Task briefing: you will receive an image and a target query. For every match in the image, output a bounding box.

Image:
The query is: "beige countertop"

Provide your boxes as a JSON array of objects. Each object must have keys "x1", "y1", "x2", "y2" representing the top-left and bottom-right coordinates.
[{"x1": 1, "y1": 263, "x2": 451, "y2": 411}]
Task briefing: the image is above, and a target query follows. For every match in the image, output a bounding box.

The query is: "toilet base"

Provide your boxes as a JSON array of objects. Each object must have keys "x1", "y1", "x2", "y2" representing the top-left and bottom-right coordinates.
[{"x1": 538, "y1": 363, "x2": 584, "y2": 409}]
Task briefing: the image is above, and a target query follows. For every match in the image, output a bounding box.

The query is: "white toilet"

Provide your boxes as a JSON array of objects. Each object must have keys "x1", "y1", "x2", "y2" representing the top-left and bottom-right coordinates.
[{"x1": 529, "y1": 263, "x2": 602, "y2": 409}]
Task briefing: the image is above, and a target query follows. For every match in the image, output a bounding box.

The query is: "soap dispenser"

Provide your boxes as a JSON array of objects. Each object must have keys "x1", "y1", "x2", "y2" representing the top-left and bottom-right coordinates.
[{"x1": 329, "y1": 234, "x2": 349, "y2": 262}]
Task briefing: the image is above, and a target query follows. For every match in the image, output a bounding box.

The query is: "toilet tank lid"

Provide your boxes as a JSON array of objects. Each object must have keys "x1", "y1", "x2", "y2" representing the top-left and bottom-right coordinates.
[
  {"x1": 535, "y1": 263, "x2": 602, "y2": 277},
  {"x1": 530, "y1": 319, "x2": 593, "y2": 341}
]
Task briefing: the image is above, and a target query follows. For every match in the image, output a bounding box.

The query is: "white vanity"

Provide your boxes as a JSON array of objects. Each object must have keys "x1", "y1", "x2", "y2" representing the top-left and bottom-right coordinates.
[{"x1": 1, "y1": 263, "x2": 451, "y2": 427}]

Task statement - Please gather every line from the rows above that contains the word "toilet", treating uppercase and lowercase as different.

Written answer -
The query is: "toilet base"
The query is: "white toilet"
The query is: "toilet tank lid"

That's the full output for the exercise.